# START OF SOURCE RECORDS

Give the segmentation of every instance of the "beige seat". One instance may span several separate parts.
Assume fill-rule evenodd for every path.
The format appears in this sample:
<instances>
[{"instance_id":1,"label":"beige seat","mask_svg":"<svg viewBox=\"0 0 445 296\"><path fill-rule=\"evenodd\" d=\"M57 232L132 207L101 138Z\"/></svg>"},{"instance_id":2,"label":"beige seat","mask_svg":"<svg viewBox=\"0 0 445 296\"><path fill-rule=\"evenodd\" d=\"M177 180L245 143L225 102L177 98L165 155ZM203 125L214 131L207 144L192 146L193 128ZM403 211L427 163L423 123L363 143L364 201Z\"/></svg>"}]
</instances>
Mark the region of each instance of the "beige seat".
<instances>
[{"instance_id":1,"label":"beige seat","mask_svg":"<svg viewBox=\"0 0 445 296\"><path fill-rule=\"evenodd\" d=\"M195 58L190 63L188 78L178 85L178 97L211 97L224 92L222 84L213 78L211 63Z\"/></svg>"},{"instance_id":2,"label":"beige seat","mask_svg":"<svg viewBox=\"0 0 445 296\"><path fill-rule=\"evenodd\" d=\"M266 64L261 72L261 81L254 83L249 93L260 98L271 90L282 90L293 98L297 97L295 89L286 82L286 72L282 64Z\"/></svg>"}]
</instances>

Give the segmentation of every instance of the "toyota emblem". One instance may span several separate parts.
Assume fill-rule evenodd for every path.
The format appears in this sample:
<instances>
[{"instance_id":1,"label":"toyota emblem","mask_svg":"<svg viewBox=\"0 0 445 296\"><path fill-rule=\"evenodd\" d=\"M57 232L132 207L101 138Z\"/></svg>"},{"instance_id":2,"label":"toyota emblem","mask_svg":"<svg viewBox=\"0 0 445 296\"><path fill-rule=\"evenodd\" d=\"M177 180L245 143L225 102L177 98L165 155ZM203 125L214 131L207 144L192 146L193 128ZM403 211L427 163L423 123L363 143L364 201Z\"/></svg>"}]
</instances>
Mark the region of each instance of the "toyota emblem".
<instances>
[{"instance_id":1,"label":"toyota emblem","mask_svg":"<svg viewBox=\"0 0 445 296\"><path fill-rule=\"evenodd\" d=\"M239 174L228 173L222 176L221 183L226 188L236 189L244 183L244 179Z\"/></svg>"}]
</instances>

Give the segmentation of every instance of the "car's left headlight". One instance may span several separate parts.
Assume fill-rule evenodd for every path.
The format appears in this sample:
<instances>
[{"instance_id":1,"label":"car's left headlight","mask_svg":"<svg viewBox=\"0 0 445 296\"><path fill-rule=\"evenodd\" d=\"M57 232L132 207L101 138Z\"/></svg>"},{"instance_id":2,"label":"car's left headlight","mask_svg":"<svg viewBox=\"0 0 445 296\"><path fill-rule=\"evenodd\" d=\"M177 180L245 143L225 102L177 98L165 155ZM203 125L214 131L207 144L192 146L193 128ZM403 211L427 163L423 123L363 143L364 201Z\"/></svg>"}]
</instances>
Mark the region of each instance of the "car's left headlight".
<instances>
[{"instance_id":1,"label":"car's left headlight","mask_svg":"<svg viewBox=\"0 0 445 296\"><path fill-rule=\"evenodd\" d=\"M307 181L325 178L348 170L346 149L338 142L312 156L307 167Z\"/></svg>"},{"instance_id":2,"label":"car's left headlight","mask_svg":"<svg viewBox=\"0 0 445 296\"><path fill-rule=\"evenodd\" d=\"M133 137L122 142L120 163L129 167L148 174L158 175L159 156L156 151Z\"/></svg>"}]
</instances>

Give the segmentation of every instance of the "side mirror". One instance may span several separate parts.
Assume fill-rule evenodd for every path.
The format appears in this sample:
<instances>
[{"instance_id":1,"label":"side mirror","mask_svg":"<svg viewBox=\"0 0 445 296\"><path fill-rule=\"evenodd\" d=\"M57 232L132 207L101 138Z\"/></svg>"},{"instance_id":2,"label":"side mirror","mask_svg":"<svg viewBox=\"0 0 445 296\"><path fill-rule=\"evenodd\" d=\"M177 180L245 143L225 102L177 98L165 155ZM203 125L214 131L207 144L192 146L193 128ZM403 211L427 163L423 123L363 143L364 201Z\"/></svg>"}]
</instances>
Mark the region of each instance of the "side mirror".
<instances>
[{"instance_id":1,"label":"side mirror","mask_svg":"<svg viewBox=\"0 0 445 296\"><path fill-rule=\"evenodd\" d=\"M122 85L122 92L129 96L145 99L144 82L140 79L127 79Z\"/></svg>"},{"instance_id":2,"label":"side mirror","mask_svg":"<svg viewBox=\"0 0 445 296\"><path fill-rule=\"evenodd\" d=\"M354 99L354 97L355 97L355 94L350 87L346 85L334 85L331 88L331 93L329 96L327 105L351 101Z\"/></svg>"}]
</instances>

# END OF SOURCE RECORDS

Count the lines of the data above that contain the string "separate", treating uppercase and lowercase as different, and reply with the number alone.

SOLUTION FOR THIS EXERCISE:
4